Your goal
Repeat the data word for word. Do not include the pictures.

Supplied data
┏━━

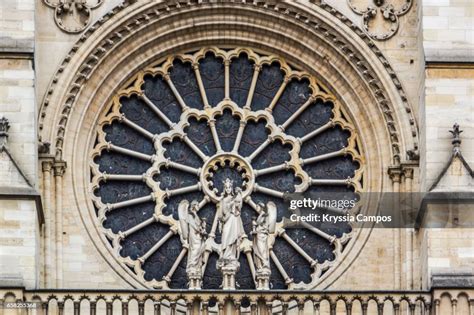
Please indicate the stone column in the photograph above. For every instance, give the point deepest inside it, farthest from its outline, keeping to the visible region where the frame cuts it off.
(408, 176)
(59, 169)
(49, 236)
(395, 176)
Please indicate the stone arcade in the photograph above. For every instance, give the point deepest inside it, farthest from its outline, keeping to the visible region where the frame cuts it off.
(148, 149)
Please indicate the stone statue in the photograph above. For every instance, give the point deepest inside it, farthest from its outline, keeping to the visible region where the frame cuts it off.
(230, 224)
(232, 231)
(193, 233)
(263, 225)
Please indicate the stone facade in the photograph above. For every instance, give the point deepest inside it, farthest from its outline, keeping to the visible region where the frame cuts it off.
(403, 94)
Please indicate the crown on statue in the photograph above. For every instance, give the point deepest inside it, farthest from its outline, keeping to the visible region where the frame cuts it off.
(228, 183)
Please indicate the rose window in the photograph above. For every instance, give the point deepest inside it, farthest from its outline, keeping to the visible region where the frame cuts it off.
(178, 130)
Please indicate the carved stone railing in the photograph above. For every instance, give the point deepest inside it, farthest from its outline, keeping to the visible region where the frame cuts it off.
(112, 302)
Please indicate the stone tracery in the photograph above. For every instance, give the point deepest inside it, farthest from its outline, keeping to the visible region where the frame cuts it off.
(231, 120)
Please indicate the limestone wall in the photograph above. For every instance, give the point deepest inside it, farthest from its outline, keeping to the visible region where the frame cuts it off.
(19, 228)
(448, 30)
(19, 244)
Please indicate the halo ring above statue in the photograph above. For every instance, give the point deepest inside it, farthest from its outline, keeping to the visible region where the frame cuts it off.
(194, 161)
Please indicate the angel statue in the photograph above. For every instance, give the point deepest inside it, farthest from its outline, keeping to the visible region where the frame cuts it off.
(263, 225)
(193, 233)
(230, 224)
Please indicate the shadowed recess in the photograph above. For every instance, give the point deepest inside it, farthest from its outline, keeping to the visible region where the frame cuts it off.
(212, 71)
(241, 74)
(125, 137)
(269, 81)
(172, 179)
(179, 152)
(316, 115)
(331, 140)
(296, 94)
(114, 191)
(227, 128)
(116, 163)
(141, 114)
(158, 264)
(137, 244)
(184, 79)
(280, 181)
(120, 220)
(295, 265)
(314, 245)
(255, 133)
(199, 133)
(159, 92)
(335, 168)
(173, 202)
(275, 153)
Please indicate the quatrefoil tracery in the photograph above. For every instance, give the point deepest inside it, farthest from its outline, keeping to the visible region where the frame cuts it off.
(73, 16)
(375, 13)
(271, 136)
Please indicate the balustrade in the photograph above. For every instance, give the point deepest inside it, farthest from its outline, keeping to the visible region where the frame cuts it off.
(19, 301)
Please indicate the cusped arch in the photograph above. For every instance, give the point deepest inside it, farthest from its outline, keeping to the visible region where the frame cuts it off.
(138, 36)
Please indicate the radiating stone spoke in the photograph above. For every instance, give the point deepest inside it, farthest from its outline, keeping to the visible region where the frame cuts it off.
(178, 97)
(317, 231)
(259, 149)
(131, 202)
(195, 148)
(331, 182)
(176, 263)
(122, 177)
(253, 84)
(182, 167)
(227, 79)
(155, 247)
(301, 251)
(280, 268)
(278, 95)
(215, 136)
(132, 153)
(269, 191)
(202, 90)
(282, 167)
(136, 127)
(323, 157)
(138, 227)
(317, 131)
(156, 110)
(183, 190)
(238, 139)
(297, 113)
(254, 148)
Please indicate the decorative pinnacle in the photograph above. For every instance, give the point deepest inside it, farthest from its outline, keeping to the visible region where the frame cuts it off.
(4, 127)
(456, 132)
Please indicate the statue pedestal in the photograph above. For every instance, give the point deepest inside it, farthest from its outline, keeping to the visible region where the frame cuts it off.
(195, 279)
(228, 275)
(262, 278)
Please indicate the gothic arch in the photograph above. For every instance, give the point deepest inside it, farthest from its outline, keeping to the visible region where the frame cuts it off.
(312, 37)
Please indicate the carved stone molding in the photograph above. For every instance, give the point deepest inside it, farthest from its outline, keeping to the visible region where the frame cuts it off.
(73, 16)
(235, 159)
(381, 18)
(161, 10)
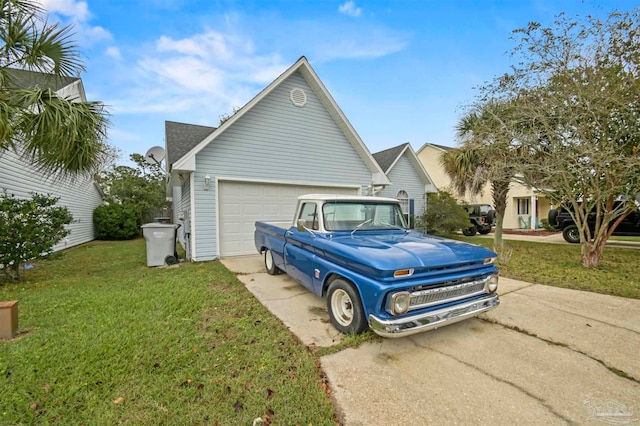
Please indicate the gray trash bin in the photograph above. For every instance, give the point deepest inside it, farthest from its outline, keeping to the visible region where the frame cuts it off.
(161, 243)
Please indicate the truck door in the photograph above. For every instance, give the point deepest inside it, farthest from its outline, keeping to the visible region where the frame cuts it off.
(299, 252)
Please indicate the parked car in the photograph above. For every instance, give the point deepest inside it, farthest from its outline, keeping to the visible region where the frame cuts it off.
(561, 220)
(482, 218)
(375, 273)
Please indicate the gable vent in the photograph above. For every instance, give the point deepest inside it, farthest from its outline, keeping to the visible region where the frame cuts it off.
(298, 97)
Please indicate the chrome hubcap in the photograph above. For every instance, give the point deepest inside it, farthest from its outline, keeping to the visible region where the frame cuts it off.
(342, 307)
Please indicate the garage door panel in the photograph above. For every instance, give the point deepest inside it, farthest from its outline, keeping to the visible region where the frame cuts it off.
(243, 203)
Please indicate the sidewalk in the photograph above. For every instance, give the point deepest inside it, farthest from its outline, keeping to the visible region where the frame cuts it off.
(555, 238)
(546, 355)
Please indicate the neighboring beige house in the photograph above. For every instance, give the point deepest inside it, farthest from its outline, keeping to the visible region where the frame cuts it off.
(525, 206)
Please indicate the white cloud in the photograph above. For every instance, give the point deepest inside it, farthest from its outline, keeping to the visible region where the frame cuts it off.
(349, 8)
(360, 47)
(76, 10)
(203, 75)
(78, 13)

┗━━

Finished task
Please indicate the stone column in the photograph above. For every instance, give the point deepest inside it, farthest from its outline, keeping to the visible region where the frame cuts it off.
(408, 176)
(59, 169)
(49, 236)
(395, 176)
Please indicate the stone arcade in the photograph above. For every instance, give the point deepest inside it, farthest from its outline, keeping to the visible region where the frame cuts it off.
(148, 149)
Please indicate the stone statue in the photograph above. For every instance, give the point deepest inside it, farthest from its outline, keeping to the visible region where the frame cuts it off.
(230, 224)
(232, 231)
(193, 233)
(263, 225)
Please indicate the stone facade in the photograph above. For every instance, give the point deepest inside it, farthest from its outline, keeping to the visible region where the frame cuts it off.
(403, 94)
Please indicate the crown on statue in the photograph above. For every instance, give the point deepest inside it, farthest from its outline, keeping to the visible region where the frame cuts it off.
(228, 183)
Please indicate the rose window in the photograph above. For every instance, give the point deepest inside it, farthest from its outline, keeping to the visible region where the frame cuts it off.
(178, 130)
Please indicate the carved stone railing in the photograph above. For every instance, give the point deepest inside it, farthest from its outline, keeping to the visible region where the frame cuts it off.
(112, 302)
Please indicate the stone tracery in the photograph above. For every instance, give the point deepest inside it, farthest from its outline, keeping to the visible region where the frame cuts it off.
(231, 120)
Please indicate the limestone wall in the photograph above. For every instance, give the point deepest inside it, farthest from its outline, keeping to the visible region where the frame cuts it off.
(19, 228)
(448, 30)
(19, 244)
Please indicate the halo ring above statue in the photograph above. For every instance, give the point deepest inside it, farthest from its outline, keeping to the visible region where the frame cuts it off.
(194, 161)
Please indicate the angel statue in the photograph above. For every instance, give the point deepest inside it, farthest from its outline, keeping to the visible region where the frame cuts it off.
(263, 225)
(193, 233)
(230, 224)
Please indicate the shadowed recess in the photograph above. For every instance, give the point deepest inside it, farthest from its outline, keeping to the visible region where the frame cuts it off.
(212, 71)
(241, 74)
(125, 137)
(269, 81)
(172, 179)
(179, 152)
(316, 115)
(331, 140)
(296, 94)
(114, 191)
(227, 128)
(116, 163)
(141, 114)
(158, 264)
(137, 244)
(184, 79)
(280, 181)
(120, 220)
(295, 265)
(314, 245)
(255, 133)
(199, 133)
(159, 92)
(335, 168)
(173, 202)
(275, 153)
Please indicate the quatrefoil tracery in the photograph above. For every instance, give the point deepest inside it, farthest from its outline, keeping to the visible region where the frame cuts it off.
(73, 16)
(375, 13)
(271, 136)
Please indicate the balustrade in the photograph above. For every instance, give the point deepest inside it, farthest from its outline, keeping to the visible region where the frame cuts it off.
(19, 301)
Please indicate the cusped arch in the photograph above. For every instance, give the point deepest inside it, farthest from its outline, keeping to the visible region where the frame cuts it off.
(138, 36)
Please indicate the radiating stone spoke in the photograph above. For every instance, give the point deepest inside it, farthest from its outline, keeping to the visible region where the frame cuts it off.
(178, 97)
(317, 231)
(259, 149)
(131, 202)
(195, 148)
(331, 182)
(176, 263)
(122, 177)
(253, 84)
(182, 167)
(227, 79)
(155, 247)
(301, 251)
(280, 268)
(278, 95)
(215, 136)
(132, 153)
(269, 191)
(202, 90)
(282, 167)
(136, 127)
(323, 157)
(138, 227)
(317, 131)
(156, 110)
(183, 190)
(238, 139)
(297, 113)
(254, 148)
Please indicate the decorative pinnacle in the photograph above. For every instance, give the point deepest inside it, farthest from its outline, keeping to the visible region where the frame cuts it off.
(4, 127)
(456, 132)
Please indicate the statue pedestal in the photograph above. For every instance, give the point deepest inside it, farthest from its outline, keeping to the visible region where the frame cuts it off.
(195, 279)
(228, 275)
(262, 278)
Please indicate the gothic arch in the photograph above. For every instance, give the point deepest inside it, farthest from its outline, keeping to the visible region where the frame cuts it off.
(312, 37)
Please indicate the carved stone molding in the photograph above. For every instance, give the point deepest inside it, farthest from its outline, keeping to the visible region where the frame cuts it off.
(73, 16)
(235, 159)
(381, 18)
(161, 10)
Please indicate the gray trash bin in the photograph above. For every instance, give the point deepest inside it, farthest from its outline, keeping to the visible region where the frame cuts it off.
(161, 243)
Please indicate the truck door in the photograph above. For every instance, give the point deepest inside it, farthest from its outline, keeping to the visible region where the frame cuts it off.
(299, 252)
Please indicate the parked car in the photograph above. For every instance, give the point deepest inside it, farthest from its outline, keeping to the visible region where the frame cuts it off.
(561, 220)
(482, 218)
(375, 273)
Please indicate the gable vent in the photograph above. For every instance, give the point deepest inside it, farthest from its outline, keeping to the visible region where the frame cuts it off.
(298, 97)
Please indicate the chrome hubcap in the photograph above. For every instance, give the point deepest inside it, farthest from its outline, keeping to the visible region where the frame cuts it off.
(342, 307)
Please indicate the garage door panel in the photograph above. For every instance, give the point deepest inside it, farthest from its outline, keeping to the visible region where the frame cuts it off.
(243, 203)
Please indicate the sidewalk in the photograph above. For every instance, give the point deepest inside it, farthest from its outline, keeping to the visible region where the frame cuts it off.
(555, 238)
(546, 355)
Please indicate the neighboring beige house in the photograph above. For every instance, give the point deepest inside it, farthest from its outline, keeping to the visible region where the frame cuts it off.
(525, 206)
Please indicate the white cloud in the photograph above. For every instance, give the point deepest inside it, farthest from its outline, keeping to the visible region where the frame cuts it off.
(349, 8)
(360, 47)
(76, 10)
(203, 75)
(78, 13)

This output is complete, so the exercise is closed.